- **Given exercise**
Copy everything from the line containing "Segment the man" down to the end of the items, swapping "patterned dupatta" for "printed dupatta" and keeping every other character the same.

- **Records for the task**
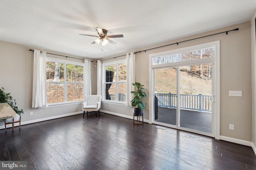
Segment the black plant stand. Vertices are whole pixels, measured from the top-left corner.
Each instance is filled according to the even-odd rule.
[[[135,122],[135,116],[137,116],[137,122]],[[141,116],[140,115],[138,115],[138,116],[135,116],[134,115],[134,113],[133,113],[133,124],[137,124],[137,125],[141,125],[143,124],[143,113],[142,113],[142,121],[140,121],[140,116]]]

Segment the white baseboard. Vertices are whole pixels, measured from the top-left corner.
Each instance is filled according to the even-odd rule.
[[[220,136],[220,139],[251,147],[252,147],[252,142],[250,142],[249,141],[232,138],[224,136]]]
[[[256,147],[255,147],[255,146],[253,144],[253,143],[252,143],[252,150],[253,150],[253,152],[254,152],[254,155],[256,155]]]
[[[128,116],[127,115],[122,115],[122,114],[117,113],[116,113],[111,112],[111,111],[106,111],[105,110],[102,110],[100,109],[100,112],[102,112],[103,113],[106,113],[109,114],[110,115],[114,115],[115,116],[118,116],[122,117],[124,117],[127,119],[130,119],[133,120],[133,116]],[[143,119],[143,121],[146,123],[148,123],[149,121],[148,119]],[[140,121],[142,121],[142,118],[140,119]]]
[[[78,112],[72,113],[71,113],[65,114],[65,115],[58,115],[58,116],[52,116],[51,117],[46,117],[44,118],[39,119],[32,120],[26,121],[22,121],[22,117],[21,123],[20,123],[20,125],[27,125],[28,124],[40,122],[40,121],[45,121],[46,120],[52,120],[53,119],[60,118],[61,117],[66,117],[67,116],[72,116],[73,115],[78,115],[79,114],[81,114],[83,113],[83,111],[79,111]],[[14,127],[18,126],[19,125],[19,124],[18,123],[14,123]],[[6,128],[11,127],[12,126],[12,125],[11,124],[6,125]],[[0,126],[0,129],[2,129],[4,128],[5,128],[4,125],[3,125],[2,126]]]

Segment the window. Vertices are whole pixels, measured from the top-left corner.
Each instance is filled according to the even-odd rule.
[[[207,48],[153,58],[153,64],[169,63],[214,57],[214,49]]]
[[[103,64],[104,100],[125,103],[126,94],[126,63]]]
[[[82,64],[46,60],[47,103],[56,104],[82,101]]]

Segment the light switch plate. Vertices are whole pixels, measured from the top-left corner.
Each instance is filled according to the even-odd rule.
[[[242,96],[242,91],[230,91],[230,96]]]

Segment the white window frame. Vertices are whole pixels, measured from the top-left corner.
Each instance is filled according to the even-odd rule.
[[[80,66],[82,66],[83,68],[83,69],[84,69],[84,64],[79,62],[76,62],[75,61],[70,61],[65,60],[62,60],[61,59],[58,59],[53,58],[51,58],[49,57],[46,57],[46,61],[52,61],[54,62],[58,62],[58,63],[64,63],[64,81],[63,82],[60,82],[59,83],[64,83],[64,102],[58,102],[58,103],[47,103],[47,106],[48,107],[51,107],[51,106],[65,106],[65,105],[69,105],[70,104],[77,104],[77,103],[82,103],[83,102],[83,100],[76,100],[76,101],[67,101],[67,84],[68,82],[66,82],[66,64],[75,64]],[[46,84],[47,83],[49,82],[46,81]],[[54,82],[58,83],[59,82]],[[76,82],[76,83],[77,83],[78,82]],[[84,81],[83,82],[83,84],[84,83]],[[47,94],[46,94],[46,98],[47,98]],[[48,101],[47,101],[48,102]]]
[[[106,87],[106,69],[105,69],[105,66],[109,66],[109,65],[113,65],[114,64],[120,64],[120,63],[126,63],[126,81],[125,82],[118,82],[118,74],[117,74],[117,75],[116,75],[116,79],[117,79],[117,81],[116,82],[116,100],[107,100],[106,99],[106,92],[105,92],[105,88]],[[118,83],[125,83],[126,84],[127,86],[127,76],[128,76],[127,74],[127,62],[126,61],[126,59],[123,59],[123,60],[118,60],[118,61],[112,61],[112,62],[108,62],[108,63],[102,63],[102,102],[103,103],[111,103],[111,104],[118,104],[118,105],[125,105],[126,103],[126,101],[127,101],[127,88],[126,88],[126,96],[125,96],[125,100],[126,102],[122,102],[121,101],[118,101],[118,97],[117,97],[118,96]],[[116,70],[116,72],[118,73],[118,67],[117,66],[117,70]]]

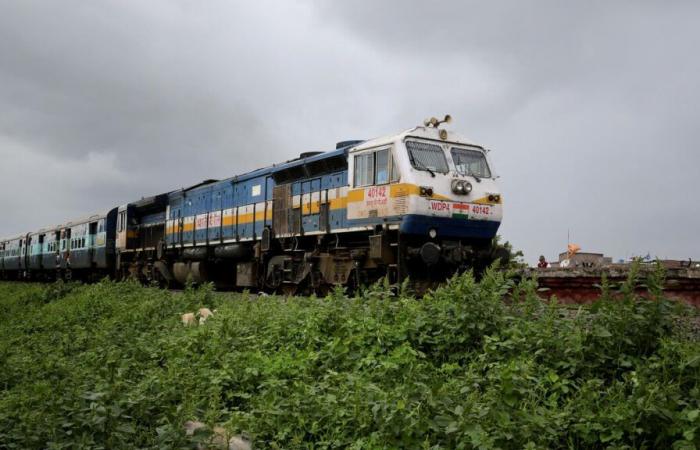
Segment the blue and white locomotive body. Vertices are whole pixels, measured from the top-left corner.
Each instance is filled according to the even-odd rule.
[[[293,292],[483,267],[503,214],[497,178],[488,151],[438,125],[143,198],[105,215],[109,230],[98,219],[0,242],[0,270],[22,270],[40,236],[60,269],[166,284]]]

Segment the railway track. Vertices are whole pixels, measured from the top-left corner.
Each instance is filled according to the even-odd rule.
[[[538,294],[544,299],[556,296],[561,303],[586,304],[600,296],[604,276],[614,290],[627,280],[630,270],[631,266],[627,264],[593,268],[528,268],[520,271],[518,275],[534,277],[540,288]],[[656,268],[653,265],[640,267],[640,283],[637,290],[641,295],[646,293],[644,280],[654,270]],[[666,297],[700,308],[700,269],[667,268],[665,272],[663,289]]]

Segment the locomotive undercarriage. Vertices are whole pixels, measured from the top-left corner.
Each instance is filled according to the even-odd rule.
[[[165,248],[120,254],[119,278],[162,286],[213,282],[222,289],[250,289],[286,295],[324,294],[334,286],[354,290],[384,277],[405,278],[423,292],[458,271],[479,272],[492,260],[490,240],[441,240],[374,232],[260,240],[219,246]]]

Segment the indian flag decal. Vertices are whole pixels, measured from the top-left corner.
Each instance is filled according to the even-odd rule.
[[[468,203],[453,203],[452,204],[452,218],[453,219],[468,219],[469,218],[469,204]]]

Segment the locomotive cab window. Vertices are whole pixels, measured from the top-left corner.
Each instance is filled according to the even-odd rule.
[[[355,155],[354,186],[363,187],[395,182],[399,172],[388,148]]]
[[[479,178],[491,178],[491,171],[484,154],[477,149],[452,147],[452,161],[460,175],[471,175]]]
[[[442,148],[436,144],[418,141],[406,141],[408,158],[416,170],[445,174],[449,171],[447,159]]]

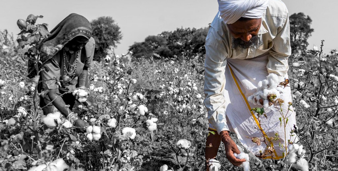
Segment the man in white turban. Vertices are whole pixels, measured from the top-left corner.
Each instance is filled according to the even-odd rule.
[[[261,118],[261,125],[259,125],[250,109],[262,105],[248,101],[248,98],[269,74],[276,75],[280,82],[288,77],[291,48],[287,9],[281,0],[218,1],[219,11],[210,25],[206,39],[204,103],[209,131],[215,133],[207,138],[206,159],[216,157],[221,140],[233,164],[239,165],[245,161],[234,156],[240,152],[229,136],[230,131],[235,133],[242,144],[254,155],[260,153],[265,159],[282,159],[283,149],[275,146],[272,154],[264,157],[261,152],[266,149],[265,144],[258,145],[246,137],[263,138],[262,132],[268,137],[276,133],[284,135],[278,119],[280,108],[266,109],[269,119]],[[283,88],[281,97],[287,103],[291,102],[291,90],[289,86]],[[288,111],[285,106],[282,108]],[[290,112],[286,138],[290,138],[290,129],[296,125],[295,113]],[[257,129],[261,126],[262,131]],[[283,142],[286,138],[282,137],[279,138]],[[269,143],[273,145],[273,142]]]

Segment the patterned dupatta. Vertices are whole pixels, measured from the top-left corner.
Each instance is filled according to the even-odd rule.
[[[87,19],[75,13],[69,14],[52,30],[47,38],[41,40],[39,42],[38,47],[40,52],[41,63],[43,65],[74,38],[81,36],[89,40],[92,33],[90,23]],[[54,47],[54,50],[52,52],[49,51],[48,53],[44,53],[44,48],[47,46]],[[87,48],[87,47],[85,48]],[[86,50],[87,52],[91,52],[92,49]],[[34,53],[36,52],[36,48],[31,48],[28,50],[27,55],[36,54]],[[28,60],[27,76],[30,78],[36,75],[35,64],[34,60]],[[40,66],[39,69],[41,67]]]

- **Task result**
Segment the man in white turban. Vertices are whole pixels, measured from the top-left corner.
Each instance is filled according to the even-odd rule.
[[[261,118],[261,125],[259,125],[250,109],[262,105],[248,101],[248,98],[269,74],[276,75],[280,82],[288,77],[291,48],[287,9],[281,0],[218,1],[219,11],[210,25],[206,39],[204,103],[209,131],[215,133],[207,138],[206,159],[216,157],[221,140],[233,164],[239,165],[245,161],[234,156],[240,152],[229,136],[230,131],[235,133],[242,144],[254,155],[260,153],[265,159],[282,159],[283,149],[275,146],[272,154],[264,157],[261,152],[266,149],[265,144],[258,145],[246,137],[263,138],[262,132],[268,137],[276,133],[284,135],[278,119],[280,108],[266,109],[269,119]],[[283,88],[281,97],[287,103],[291,102],[291,90],[289,86]],[[288,111],[285,106],[282,108]],[[290,112],[286,138],[290,138],[290,129],[296,125],[295,113]],[[257,129],[261,126],[262,131]],[[283,142],[286,138],[282,137],[279,138]],[[269,143],[273,145],[273,142]]]

Segment the printed dupatta. Vertices are whole pixels, measured from the top-left corner.
Each instance is filled according to the even-odd rule.
[[[87,19],[75,13],[69,14],[52,30],[47,38],[41,40],[39,42],[38,47],[40,52],[41,63],[43,65],[74,38],[81,36],[89,40],[92,33],[90,23]],[[54,47],[54,50],[52,52],[49,51],[48,53],[44,53],[44,48],[47,46]],[[87,48],[87,47],[85,48]],[[86,50],[87,52],[91,52],[92,49]],[[34,53],[36,52],[36,48],[31,48],[28,50],[27,55],[36,54]],[[28,60],[27,76],[30,78],[36,75],[35,64],[34,60]],[[40,66],[39,69],[41,67]]]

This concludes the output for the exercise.